_SUPPLIED TEXT_:

Im not looking to hunt deer with it. I just saw it and it was cheap. Im just was thinking that it would be fun to shoot!!! Besides its a kind of a classic (I like classic cars, guns, lighters, rock ect.) Eariler I posted about wolf ammo. I did some research and found russian ammo works best in russian guns!!! Im still thinking about it!


----------



## blackace

By the way I open for suggistions on a good gun to buy thats fun to shoot and fairly accurate. I pretty open on calibers as long as there easy to find and not too expensive. The price and "novilty" of owing this gun is what got my attention. Thanx


----------



## Militant_Tiger

if you just want a fun and historical gun get a m1 carbine. The 7.62 will have your shoulder sore after about a box, the m1 you can shoot all day.


----------



## blackace

How much does a M-1 run for? Are the 30 caliber rounds easy to find? Im not much of a hunter myself, I know you hunt deer and such with 7.62, what are .30 caliber bullets good for?


----------



## james s melson

Stick with the M-44 lots of gun for $100, it wont kill you at the range, tons of history, cheap to shoot. The M-1 .30 carbine is a low power obsolete caliber. At least you could hunt with the M-44 if you wanted to.


----------



## sdeprie

What MT wrote is right, the Russkies weren't known in some ways for quality as we know it, but they also used those same guns in the shooting competitions, at olympics, etc, and if not winners, were competitors. You may get lucky and get one of the tack drivers, or one of the boat anchors. But they will be safe to shoot. As far as recoil, you can shoot the 30 carbine all day in comfort, but you can shoot the SKS round 7.62x39 (mm) almost as long and it can be used for hunting bigger game than I would with the 30 carbine. I think ammo and guns are also cheaper than the 30 carbine, although not as cheap as the Mosin.


----------



## blackace

Militant_Tiger said eariler that after a box of ammo your sholder would be gone after a box. Most of my experaince is with shotguns. Im a big skeet shooter that decided to try rifles and liked them too. How does the 7.62mm felt recoil compair to a 12 gauge! I can shoot skeet all day (and have been known to!)

_LISTING_:
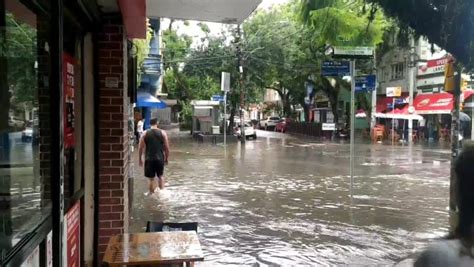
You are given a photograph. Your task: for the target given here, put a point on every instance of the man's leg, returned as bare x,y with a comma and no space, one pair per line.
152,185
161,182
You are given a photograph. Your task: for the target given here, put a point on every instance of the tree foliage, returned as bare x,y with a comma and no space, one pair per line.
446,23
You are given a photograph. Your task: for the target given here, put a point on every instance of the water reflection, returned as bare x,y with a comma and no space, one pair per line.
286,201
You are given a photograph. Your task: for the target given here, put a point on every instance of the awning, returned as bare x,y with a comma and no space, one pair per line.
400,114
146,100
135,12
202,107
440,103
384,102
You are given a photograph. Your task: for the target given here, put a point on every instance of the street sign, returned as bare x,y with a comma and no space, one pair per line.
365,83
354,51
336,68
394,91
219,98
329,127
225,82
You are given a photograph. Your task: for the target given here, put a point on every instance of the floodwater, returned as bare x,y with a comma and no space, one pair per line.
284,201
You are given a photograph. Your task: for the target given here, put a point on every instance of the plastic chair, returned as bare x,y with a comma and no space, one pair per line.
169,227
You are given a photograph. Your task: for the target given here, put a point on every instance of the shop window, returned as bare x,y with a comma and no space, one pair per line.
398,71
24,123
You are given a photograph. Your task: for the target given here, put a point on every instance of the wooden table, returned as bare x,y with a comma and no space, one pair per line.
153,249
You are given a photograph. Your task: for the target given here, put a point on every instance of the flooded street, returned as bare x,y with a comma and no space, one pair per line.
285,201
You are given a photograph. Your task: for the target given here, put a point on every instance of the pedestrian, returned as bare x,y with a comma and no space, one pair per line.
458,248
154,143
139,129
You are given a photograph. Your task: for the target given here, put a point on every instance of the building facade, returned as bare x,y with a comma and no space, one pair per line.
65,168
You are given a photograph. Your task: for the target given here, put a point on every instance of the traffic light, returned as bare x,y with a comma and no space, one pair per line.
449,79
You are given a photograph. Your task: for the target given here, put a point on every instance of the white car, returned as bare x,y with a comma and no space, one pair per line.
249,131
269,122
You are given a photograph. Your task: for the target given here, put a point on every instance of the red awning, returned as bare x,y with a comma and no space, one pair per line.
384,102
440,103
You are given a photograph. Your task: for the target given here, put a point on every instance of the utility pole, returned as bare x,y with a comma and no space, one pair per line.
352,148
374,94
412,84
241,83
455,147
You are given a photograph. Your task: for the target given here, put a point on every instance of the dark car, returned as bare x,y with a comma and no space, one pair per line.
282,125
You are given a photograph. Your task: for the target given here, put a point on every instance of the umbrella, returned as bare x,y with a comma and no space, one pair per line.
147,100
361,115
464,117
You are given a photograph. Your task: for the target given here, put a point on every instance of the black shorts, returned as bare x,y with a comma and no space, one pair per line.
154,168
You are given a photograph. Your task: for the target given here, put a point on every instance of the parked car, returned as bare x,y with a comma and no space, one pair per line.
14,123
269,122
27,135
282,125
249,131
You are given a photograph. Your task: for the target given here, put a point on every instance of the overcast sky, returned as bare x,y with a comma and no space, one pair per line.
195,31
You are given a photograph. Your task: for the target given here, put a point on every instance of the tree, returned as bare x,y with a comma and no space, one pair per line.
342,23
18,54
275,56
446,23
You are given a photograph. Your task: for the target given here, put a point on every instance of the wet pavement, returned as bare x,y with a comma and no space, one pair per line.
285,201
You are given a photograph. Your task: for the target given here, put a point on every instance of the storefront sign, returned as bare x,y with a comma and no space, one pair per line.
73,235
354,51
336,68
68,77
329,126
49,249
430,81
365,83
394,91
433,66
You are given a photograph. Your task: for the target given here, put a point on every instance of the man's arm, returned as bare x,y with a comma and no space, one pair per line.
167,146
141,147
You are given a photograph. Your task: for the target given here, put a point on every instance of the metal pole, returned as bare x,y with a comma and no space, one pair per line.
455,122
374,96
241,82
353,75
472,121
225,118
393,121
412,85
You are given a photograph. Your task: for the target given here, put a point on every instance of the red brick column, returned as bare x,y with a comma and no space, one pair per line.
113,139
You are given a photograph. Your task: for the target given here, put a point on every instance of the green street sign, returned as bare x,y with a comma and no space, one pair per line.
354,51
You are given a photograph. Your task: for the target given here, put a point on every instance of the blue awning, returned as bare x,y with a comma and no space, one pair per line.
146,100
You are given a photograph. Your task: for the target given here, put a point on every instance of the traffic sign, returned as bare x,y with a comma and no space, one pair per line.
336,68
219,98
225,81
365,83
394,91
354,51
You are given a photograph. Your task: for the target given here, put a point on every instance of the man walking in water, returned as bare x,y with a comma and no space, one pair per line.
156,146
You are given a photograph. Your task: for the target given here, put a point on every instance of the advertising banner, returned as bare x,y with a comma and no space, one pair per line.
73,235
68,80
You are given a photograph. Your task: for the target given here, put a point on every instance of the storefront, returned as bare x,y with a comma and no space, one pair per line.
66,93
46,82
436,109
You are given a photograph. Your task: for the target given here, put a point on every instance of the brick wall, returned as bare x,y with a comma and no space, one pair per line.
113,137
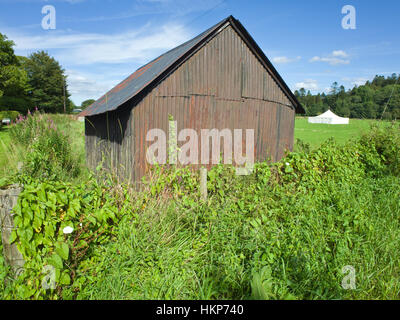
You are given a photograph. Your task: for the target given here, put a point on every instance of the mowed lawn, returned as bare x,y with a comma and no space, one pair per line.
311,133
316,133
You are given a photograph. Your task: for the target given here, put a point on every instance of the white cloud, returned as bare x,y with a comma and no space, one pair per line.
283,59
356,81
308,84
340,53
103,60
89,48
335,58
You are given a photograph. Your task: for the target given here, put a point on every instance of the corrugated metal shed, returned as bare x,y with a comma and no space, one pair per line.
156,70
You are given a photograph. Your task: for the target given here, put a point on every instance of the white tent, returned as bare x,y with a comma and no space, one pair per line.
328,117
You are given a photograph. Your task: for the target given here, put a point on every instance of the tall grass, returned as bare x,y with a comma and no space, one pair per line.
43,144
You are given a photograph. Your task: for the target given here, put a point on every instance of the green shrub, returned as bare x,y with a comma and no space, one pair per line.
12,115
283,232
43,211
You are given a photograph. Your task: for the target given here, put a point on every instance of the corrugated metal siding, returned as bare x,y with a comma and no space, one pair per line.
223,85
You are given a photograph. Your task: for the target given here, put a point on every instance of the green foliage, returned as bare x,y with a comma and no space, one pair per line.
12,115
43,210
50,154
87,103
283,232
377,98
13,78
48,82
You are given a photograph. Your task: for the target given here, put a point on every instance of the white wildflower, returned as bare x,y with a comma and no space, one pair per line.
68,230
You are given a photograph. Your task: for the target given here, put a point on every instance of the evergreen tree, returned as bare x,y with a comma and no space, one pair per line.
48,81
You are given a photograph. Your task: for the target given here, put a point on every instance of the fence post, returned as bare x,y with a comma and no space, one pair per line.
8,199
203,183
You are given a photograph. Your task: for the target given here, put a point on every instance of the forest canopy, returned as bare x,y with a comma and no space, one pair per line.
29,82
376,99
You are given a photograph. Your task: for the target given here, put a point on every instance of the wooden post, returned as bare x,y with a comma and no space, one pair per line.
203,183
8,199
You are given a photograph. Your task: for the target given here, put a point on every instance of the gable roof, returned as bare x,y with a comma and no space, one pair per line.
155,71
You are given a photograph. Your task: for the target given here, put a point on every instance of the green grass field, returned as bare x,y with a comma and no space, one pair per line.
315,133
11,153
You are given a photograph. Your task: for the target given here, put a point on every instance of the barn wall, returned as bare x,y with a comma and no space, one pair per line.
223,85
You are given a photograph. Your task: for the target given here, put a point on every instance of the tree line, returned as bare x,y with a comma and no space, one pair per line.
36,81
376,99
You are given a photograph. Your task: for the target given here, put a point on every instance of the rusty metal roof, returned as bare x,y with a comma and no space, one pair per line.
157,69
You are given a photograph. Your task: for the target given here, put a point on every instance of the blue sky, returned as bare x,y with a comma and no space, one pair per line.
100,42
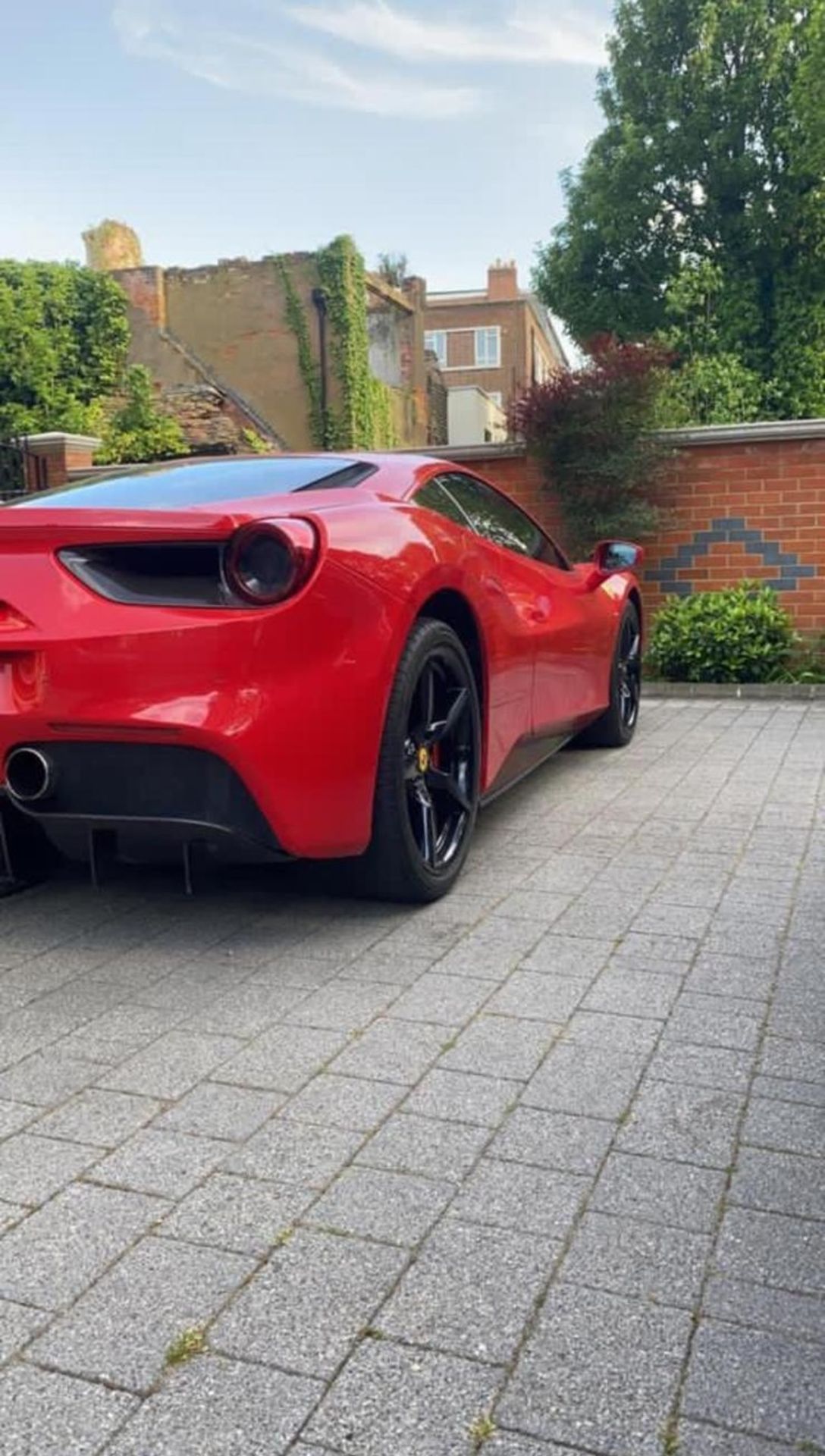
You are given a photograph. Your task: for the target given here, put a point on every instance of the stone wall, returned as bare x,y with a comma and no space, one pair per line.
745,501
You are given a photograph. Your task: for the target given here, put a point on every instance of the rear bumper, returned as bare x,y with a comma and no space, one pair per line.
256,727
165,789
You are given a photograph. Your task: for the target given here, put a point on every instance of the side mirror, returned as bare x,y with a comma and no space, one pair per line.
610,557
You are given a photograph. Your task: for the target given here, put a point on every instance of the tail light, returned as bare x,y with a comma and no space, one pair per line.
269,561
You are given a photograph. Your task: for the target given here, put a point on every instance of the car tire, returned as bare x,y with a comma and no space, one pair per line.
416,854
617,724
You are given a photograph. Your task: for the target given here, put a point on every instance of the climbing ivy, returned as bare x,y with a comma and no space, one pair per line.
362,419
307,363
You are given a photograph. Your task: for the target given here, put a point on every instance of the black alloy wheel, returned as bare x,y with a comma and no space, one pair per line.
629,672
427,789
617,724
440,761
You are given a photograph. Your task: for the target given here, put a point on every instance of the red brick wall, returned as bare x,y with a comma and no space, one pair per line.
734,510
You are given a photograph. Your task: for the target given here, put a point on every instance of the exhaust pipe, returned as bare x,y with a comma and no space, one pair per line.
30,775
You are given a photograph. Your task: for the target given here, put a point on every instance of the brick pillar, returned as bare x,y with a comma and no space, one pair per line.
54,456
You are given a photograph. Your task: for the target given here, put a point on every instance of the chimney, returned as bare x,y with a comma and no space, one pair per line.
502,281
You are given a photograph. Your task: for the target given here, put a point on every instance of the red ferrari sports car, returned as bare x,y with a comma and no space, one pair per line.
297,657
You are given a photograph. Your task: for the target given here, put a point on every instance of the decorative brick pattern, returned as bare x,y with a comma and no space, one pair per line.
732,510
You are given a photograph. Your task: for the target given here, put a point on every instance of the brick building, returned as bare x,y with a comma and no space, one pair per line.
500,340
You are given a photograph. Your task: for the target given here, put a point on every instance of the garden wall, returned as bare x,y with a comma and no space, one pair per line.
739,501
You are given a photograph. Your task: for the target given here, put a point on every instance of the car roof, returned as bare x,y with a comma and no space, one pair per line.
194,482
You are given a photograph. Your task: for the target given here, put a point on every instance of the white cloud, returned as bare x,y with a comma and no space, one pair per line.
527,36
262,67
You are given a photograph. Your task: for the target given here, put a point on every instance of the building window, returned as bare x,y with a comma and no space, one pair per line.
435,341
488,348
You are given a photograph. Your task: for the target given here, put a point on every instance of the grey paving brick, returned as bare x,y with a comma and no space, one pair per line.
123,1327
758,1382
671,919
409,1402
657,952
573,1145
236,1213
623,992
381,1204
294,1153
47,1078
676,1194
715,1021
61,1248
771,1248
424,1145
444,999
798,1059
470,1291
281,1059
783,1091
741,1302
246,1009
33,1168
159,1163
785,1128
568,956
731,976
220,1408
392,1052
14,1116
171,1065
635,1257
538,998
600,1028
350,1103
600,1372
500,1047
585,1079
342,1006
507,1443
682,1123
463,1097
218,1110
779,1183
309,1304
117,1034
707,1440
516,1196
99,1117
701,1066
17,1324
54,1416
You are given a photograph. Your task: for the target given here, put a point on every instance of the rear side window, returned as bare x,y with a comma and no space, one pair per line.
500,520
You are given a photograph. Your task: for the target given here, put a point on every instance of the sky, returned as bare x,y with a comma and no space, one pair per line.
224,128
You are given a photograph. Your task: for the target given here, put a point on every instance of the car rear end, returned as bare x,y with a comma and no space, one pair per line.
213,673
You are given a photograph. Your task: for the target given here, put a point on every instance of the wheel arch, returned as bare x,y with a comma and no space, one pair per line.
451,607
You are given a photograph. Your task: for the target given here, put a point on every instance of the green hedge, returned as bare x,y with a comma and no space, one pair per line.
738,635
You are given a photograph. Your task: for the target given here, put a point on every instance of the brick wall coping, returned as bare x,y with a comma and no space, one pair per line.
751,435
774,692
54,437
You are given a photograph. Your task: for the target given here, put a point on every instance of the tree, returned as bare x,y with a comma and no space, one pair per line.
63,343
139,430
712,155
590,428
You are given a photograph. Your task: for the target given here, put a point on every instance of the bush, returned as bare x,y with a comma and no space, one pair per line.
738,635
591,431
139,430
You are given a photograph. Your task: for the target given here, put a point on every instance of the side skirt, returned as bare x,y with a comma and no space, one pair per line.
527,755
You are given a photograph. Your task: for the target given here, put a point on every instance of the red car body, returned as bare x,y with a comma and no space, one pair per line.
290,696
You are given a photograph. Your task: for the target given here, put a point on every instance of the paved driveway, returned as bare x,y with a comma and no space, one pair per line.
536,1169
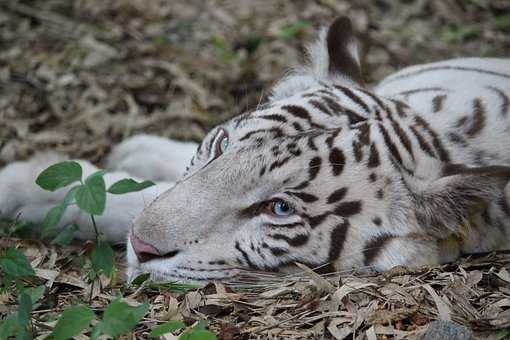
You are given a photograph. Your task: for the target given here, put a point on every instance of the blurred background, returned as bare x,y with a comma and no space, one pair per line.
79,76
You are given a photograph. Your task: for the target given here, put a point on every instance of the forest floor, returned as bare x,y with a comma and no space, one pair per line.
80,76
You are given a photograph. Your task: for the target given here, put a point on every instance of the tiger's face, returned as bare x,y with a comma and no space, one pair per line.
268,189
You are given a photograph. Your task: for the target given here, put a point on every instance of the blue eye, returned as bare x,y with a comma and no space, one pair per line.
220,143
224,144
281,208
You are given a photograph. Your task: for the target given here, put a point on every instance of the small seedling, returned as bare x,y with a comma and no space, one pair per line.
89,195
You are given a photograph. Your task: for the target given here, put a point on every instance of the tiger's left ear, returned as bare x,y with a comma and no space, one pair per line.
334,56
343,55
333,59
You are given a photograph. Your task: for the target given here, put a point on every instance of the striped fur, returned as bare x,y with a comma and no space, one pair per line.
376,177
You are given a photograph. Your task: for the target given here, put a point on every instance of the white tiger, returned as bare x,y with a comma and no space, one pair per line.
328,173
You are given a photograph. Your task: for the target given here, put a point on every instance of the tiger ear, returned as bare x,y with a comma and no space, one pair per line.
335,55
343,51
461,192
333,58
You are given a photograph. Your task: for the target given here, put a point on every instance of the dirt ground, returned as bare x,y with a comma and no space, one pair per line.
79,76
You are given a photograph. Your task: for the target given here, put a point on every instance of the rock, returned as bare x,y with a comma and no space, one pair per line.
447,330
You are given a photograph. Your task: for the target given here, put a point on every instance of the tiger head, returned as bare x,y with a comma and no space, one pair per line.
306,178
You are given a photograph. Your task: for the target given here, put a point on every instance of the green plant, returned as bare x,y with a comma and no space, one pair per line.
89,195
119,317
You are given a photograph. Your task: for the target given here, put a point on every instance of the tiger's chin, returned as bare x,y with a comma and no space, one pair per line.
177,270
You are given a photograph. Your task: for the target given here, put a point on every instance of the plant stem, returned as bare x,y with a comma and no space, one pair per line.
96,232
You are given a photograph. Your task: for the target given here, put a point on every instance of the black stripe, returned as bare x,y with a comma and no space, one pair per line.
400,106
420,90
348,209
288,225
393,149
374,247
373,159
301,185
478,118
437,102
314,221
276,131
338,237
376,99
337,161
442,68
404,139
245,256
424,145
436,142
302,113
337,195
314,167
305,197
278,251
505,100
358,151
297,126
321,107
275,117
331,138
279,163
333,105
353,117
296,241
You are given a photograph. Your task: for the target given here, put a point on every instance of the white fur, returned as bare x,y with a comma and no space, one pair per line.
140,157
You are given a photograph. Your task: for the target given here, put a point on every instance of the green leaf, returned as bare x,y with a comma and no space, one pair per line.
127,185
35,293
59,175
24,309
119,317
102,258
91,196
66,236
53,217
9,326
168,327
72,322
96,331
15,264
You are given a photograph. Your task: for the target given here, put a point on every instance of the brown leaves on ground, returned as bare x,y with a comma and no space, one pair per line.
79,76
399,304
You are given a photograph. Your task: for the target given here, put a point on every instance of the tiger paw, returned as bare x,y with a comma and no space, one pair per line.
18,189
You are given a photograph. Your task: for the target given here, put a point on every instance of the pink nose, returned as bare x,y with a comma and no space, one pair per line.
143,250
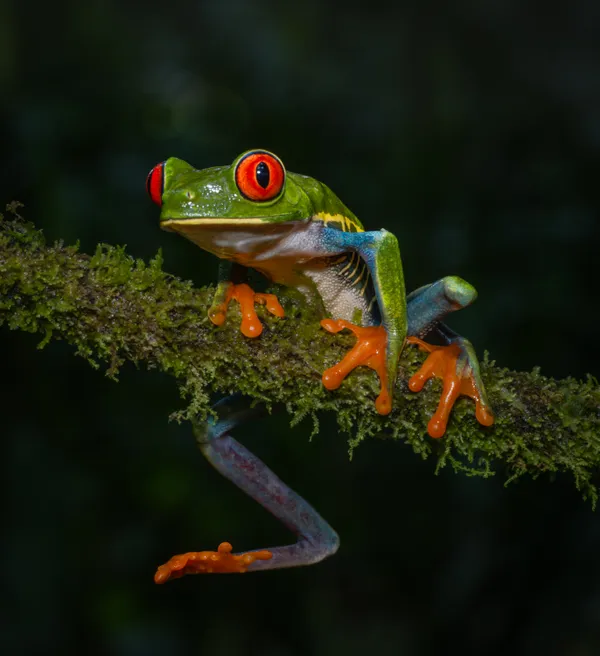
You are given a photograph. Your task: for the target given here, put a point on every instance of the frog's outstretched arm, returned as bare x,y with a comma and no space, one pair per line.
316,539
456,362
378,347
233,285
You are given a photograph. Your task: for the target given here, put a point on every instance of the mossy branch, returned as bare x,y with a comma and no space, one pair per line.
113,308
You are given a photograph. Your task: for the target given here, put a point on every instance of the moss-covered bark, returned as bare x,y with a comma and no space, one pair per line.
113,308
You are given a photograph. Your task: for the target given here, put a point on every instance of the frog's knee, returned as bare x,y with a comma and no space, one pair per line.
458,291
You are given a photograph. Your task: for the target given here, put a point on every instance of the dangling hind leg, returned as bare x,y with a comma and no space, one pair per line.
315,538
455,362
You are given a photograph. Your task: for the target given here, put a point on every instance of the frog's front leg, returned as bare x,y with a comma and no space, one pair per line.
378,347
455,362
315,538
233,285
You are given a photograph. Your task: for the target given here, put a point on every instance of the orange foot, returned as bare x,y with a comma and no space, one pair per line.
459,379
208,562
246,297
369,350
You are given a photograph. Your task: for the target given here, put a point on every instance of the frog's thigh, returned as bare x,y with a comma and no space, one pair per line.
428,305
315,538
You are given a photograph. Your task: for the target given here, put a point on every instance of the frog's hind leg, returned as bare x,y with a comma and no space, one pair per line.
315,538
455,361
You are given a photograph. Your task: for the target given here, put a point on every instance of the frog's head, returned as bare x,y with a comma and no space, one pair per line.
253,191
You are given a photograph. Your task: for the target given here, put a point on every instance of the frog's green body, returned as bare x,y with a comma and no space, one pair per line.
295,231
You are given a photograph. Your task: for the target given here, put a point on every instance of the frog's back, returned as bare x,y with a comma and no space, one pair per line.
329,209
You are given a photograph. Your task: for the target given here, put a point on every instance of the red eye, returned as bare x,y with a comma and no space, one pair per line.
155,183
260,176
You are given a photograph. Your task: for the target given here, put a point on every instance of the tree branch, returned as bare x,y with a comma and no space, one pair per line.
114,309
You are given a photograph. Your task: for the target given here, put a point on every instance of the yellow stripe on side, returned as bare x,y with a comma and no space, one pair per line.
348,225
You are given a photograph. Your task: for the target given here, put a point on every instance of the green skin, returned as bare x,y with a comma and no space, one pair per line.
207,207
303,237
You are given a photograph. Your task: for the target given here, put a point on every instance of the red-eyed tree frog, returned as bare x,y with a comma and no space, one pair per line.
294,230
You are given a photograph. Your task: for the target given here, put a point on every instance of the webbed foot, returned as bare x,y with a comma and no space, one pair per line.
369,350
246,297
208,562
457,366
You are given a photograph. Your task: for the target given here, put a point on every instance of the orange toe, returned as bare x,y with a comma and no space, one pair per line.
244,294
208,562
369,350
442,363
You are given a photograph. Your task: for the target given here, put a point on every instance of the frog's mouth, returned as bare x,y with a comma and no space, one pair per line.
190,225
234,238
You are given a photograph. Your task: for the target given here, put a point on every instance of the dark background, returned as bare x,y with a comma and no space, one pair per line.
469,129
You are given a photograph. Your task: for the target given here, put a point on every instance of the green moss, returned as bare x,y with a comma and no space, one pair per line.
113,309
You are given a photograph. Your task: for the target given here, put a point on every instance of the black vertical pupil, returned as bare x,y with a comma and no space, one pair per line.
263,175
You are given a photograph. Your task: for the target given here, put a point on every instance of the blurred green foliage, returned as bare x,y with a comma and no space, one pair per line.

_PROBLEM TO SOLVE_:
Please write what comes next in the forum thread on picking a cheap, fun rifle, picking up after its final post.

_RESULT OF THE TASK_:
----------



## Militant_Tiger

oh its a 7.62 x 39? oops. bad reading on my part. i thought we were talking 7.62 x 54r, that would beat you to death. carbines dont come cheap at all, so this might be a good starter gun for you.


----------



## MossyMO

The M44's recoil is not that bad. There is considerable kick, but nothing that will leave stiff and sore. My youngest son and I have fired 15 rounds through ours, he shot approximentlly have of the shots, he is 14 and weighs 125 lbs., he likes the gun and wants to get one for himself.

blackace, if you are from my area, your more than welcome to take a couple test fires with mine. :sniper:


----------



## blackace

I dont think I will have a problem. I am 185 pounds and am used to the recoil of a shotgun! Thanks guys!


----------



## dlip

You, militant tiger or whoever said somethin about the m1 carbine, I've never known too much about them except what I've heard from my grandparents who served (thay say its p.o.s.) BUT it killed a bunch of men in ww2, so it cant be to bad of a rifle when it comes to reliability and power.I've also heard that they go pretty hard on the pocket, I hear they are pretty expensive(ammo and gun), soo, how much does a box of cheap 30 carbine ammo cost, because I'm gettin the itch.


----------



## Militant_Tiger

why not just check winchesters site?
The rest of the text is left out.